Reproduce the material word for word; the images stay out.

-------

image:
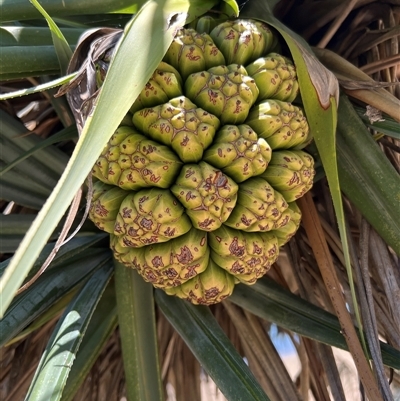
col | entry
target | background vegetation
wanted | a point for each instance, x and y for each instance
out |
(88, 328)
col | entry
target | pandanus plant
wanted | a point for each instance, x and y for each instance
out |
(198, 128)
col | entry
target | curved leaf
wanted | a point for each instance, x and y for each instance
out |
(269, 301)
(137, 323)
(52, 372)
(50, 287)
(367, 177)
(209, 344)
(152, 28)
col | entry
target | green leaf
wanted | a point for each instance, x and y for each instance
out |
(269, 301)
(63, 51)
(137, 323)
(50, 287)
(53, 159)
(388, 126)
(101, 327)
(152, 28)
(28, 61)
(21, 9)
(367, 177)
(52, 372)
(38, 88)
(35, 36)
(63, 135)
(211, 347)
(319, 91)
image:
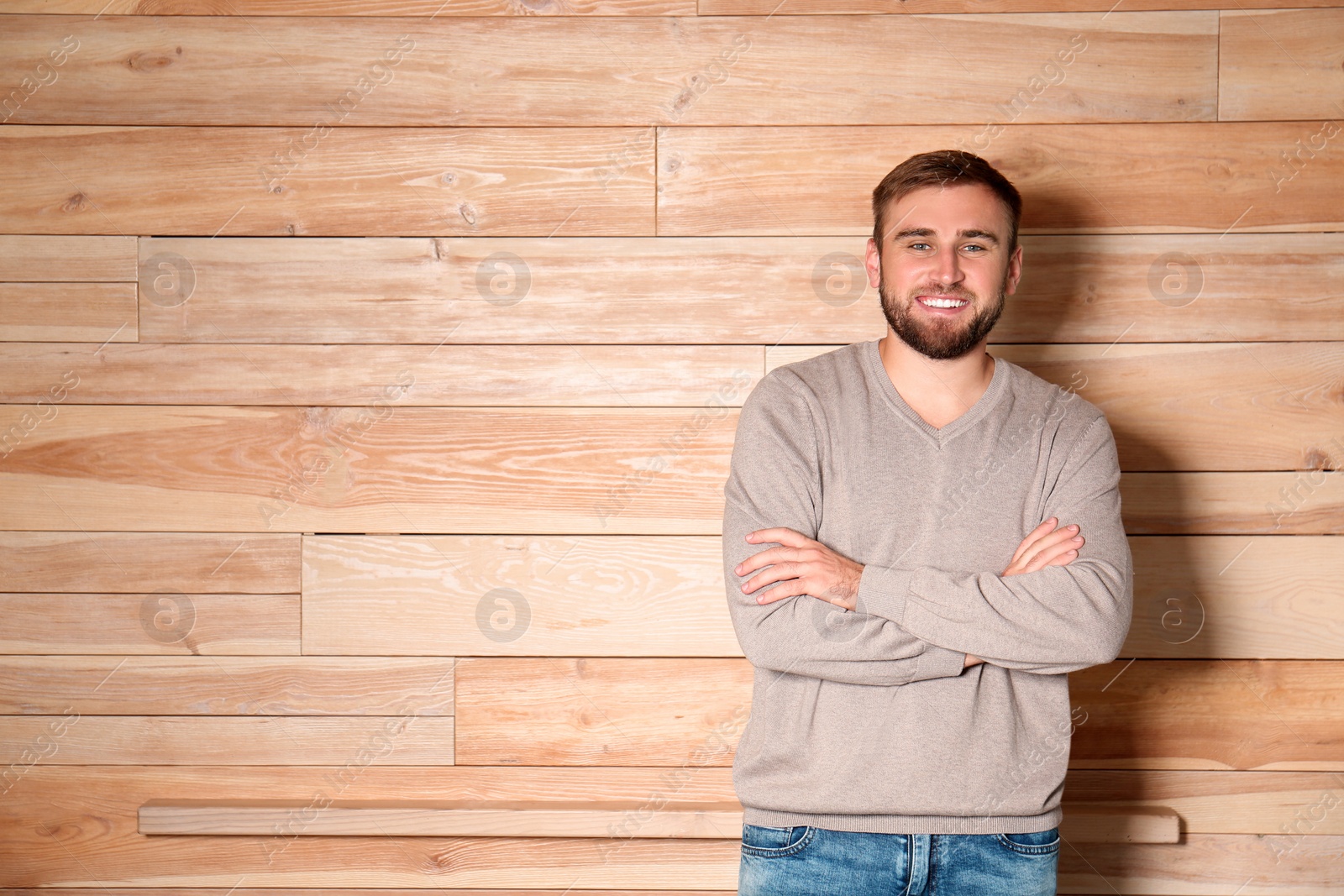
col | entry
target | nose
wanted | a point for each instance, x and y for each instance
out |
(949, 268)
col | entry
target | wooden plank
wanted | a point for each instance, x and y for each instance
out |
(358, 181)
(66, 259)
(714, 70)
(1151, 177)
(108, 797)
(669, 289)
(383, 375)
(128, 562)
(544, 470)
(519, 595)
(1263, 802)
(440, 819)
(403, 739)
(1281, 715)
(551, 470)
(920, 7)
(1299, 503)
(423, 8)
(1226, 597)
(1176, 288)
(1284, 65)
(225, 685)
(161, 622)
(530, 819)
(1158, 714)
(1236, 597)
(1203, 864)
(69, 313)
(1273, 804)
(1153, 394)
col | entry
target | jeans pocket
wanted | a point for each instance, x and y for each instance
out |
(1042, 842)
(759, 840)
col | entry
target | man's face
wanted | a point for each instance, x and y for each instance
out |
(945, 268)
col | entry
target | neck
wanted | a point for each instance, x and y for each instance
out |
(921, 379)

-------

(FINAL RESULT):
image:
col | entry
target | background vegetation
wanted | a point for each instance, x and y for each instance
out |
(88, 328)
col | entry
target | pandanus plant
wanted | a point for each instance, x and y for each instance
out |
(198, 128)
col | entry
target | curved leaf
wanted | a point for each instance, x and y for each instance
out |
(269, 301)
(137, 323)
(52, 372)
(50, 287)
(367, 177)
(209, 344)
(152, 28)
col | entry
target | green leaf
wanted | a point for each instance, x and y for each instance
out |
(269, 301)
(63, 51)
(137, 323)
(50, 287)
(53, 159)
(388, 126)
(101, 327)
(152, 28)
(28, 61)
(21, 9)
(367, 177)
(52, 372)
(38, 88)
(35, 36)
(63, 135)
(211, 347)
(319, 91)
image:
col | entry
target | nose
wanted | a point for each instance, x and y for each instance
out |
(949, 268)
col | entry
target | wooden plank
wanted | a point for each instance, x and y for each instance
out |
(358, 181)
(66, 259)
(714, 70)
(1151, 177)
(108, 797)
(669, 289)
(383, 375)
(128, 562)
(544, 470)
(519, 595)
(1263, 802)
(440, 819)
(403, 739)
(1281, 715)
(551, 470)
(920, 7)
(1299, 503)
(423, 8)
(1226, 597)
(1176, 288)
(1284, 65)
(225, 685)
(161, 622)
(530, 819)
(1158, 714)
(1236, 597)
(1203, 864)
(69, 313)
(1273, 804)
(1153, 394)
col | entry
target | jeans pocket
wanted | a point for each instance, x and y for each instance
out |
(1042, 842)
(759, 840)
col | entry
target | man's face
wanted | a point for each instance, x and y for each instance
out |
(945, 268)
col | entry
target | neck
wanted | a point for each instance, x and y for each instance
out |
(921, 379)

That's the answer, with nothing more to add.